Begin DOCUMENT SECTION

THE Talk

in Essential Ramblings

I was speaking with a friend the other day and she asked — do you think it is it time for THE TALK?  Her daughter has started talking about crushes and boys and all of the giggling that 4th grade begins.  And it started me thinking about the topic in general, so as we begin the school year and head into the dangers of “playground talk” I thought I might as well share my thoughts with all of you as well.

When I say “playground talk” I am referring to the incredible misinformation that goes on on playgrounds throughout our fine nation — girls giggling and talking about boys, boys turning red while talking about girls, trash talking about crushes/dating/sex/homosexuality, using adult words that they have heard at home, or in movies — or from the dreaded older siblings…the worst kind of information.  I have to say whenever I hear my boys telling me something that someone said, I nearly always hear it from someone who is not the first in their family — second and third and more kids always know more than firsts and are all too happy to share (and yes, I know that this includes MY second).  That aside, there is always someone with the intel on the playground and the game is to either get ahead of it or to be alert from signs that your child has gotten the info and be ready to talk when it slips out.  And yes, it will slip out.

I have a pretty sensitive older child — and when I started hearing him talk about kids who were just BAD on the playground, my ears perked up.  What do you mean bad?  Kid: BAD mom, I can’t tell you why.  Mom: Like throwing rocks bad?  Kid: No, WORSE.  Mom: Hmmmmm…. And so the talk began.  With his hands clamped firmly over his ears, I wondered aloud whether they were maybe talking about “boy-girl” stuff?  Kid: gross mom, stop talking!  Mom: It’s totally normal, and what might sound gross to you may not be as bad as you think.  Kid: No way, it is definitely as bad as I think.  Mom: Let me tell you a little bit about it because I wonder if the kids are telling you some stuff that isn’t that accurate…Here I launch into a very watered down version of penises and vaginas and babies as this is the first “talk” that we have had…. Kid: Oh, that’s it?  Mom: Yup.  But when you hear kids talking about stuff, I need you to ask me or Dad about it so that you don’t just hear their possibly not totally correct and nice versions, ok?  Kid: Gross.  Mom to self: Ok, class dismissed.  But door opened.

End DOCUMENT SECTION

• _TASK INSTRUCTIONS_
1. In the post about the talk, what does the mother ask her son to do when he hears kids talking about such things?
2. Duplicate the passage of the post about the talk starting at "I was speaking" and ending at "you as well.".
3. The post about the talk names the subjects of playground trash talking. List every subject it names.

Begin STORED ROWS

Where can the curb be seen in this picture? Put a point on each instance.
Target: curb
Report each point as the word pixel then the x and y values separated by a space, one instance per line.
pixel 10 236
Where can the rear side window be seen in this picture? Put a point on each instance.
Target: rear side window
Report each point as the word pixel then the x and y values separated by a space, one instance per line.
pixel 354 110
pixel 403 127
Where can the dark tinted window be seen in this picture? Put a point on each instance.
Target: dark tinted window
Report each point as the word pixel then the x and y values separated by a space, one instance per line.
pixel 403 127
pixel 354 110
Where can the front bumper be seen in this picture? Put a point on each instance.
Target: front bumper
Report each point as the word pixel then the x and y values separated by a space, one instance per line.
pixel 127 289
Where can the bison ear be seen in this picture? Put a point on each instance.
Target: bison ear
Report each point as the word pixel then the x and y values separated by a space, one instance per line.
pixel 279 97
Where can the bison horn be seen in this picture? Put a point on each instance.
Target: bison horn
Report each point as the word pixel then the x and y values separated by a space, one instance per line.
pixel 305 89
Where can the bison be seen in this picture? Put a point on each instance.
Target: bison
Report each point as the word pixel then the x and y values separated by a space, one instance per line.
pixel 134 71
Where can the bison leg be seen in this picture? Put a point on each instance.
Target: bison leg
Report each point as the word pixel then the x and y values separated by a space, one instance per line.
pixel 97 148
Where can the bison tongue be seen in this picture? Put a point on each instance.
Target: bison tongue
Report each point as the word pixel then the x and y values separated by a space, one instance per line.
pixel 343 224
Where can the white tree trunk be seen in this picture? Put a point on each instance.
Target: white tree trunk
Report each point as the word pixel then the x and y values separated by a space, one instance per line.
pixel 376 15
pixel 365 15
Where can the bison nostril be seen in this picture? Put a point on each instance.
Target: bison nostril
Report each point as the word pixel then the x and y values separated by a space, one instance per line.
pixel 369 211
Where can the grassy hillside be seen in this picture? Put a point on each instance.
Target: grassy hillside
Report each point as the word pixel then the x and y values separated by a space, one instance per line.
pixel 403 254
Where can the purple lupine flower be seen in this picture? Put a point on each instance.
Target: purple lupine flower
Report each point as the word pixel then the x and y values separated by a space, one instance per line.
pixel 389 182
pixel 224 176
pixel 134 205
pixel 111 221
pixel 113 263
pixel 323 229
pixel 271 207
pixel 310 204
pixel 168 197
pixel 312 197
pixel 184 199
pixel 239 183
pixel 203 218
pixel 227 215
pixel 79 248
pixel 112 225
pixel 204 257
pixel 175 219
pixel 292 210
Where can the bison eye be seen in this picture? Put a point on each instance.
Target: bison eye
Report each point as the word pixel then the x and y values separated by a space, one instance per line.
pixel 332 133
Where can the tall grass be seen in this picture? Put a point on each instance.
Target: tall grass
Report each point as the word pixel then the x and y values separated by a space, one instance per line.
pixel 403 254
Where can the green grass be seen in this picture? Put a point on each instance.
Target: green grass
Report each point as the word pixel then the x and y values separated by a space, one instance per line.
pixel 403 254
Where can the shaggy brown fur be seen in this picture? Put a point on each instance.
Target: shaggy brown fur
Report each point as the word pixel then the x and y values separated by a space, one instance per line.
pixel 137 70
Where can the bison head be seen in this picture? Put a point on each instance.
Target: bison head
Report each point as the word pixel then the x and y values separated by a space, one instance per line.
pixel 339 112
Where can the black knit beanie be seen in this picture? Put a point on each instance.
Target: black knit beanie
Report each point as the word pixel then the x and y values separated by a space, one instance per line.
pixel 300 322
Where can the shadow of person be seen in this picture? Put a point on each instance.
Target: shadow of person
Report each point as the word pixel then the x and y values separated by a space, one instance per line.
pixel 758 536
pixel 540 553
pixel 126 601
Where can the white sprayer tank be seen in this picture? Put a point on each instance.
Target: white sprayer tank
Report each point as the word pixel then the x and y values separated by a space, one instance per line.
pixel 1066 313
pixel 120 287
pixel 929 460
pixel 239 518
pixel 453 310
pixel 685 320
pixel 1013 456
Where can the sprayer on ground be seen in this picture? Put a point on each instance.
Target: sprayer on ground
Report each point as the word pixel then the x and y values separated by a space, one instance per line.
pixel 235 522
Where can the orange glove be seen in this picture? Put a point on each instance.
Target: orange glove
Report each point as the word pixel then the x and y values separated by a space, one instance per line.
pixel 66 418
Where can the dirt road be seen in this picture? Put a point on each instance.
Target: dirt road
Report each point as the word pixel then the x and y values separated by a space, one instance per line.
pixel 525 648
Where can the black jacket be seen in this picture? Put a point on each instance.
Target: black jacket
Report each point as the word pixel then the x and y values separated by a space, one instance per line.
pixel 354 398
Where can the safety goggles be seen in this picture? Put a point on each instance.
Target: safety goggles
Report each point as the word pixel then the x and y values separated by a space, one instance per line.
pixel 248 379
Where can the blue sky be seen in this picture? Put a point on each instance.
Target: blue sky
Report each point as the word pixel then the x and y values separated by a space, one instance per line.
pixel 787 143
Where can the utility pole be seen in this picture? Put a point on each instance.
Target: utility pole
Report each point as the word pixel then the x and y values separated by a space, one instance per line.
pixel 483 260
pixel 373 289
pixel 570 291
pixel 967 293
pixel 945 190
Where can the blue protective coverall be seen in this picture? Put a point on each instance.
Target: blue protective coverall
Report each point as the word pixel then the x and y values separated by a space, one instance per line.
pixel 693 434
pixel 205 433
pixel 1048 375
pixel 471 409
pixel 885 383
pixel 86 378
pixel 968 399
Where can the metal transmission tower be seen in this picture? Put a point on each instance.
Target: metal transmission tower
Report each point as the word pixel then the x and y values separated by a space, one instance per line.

End STORED ROWS

• _PER-TASK OUTPUTS_
1. She asks him to ask her or his dad about it.

2.
I was speaking with a friend the other day and she asked — do you think it is it time for THE TALK?  Her daughter has started talking about crushes and boys and all of the giggling that 4th grade begins.  And it started me thinking about the topic in general, so as we begin the school year and head into the dangers of “playground talk” I thought I might as well share my thoughts with all of you as well.

3. crushes, dating, sex, homosexuality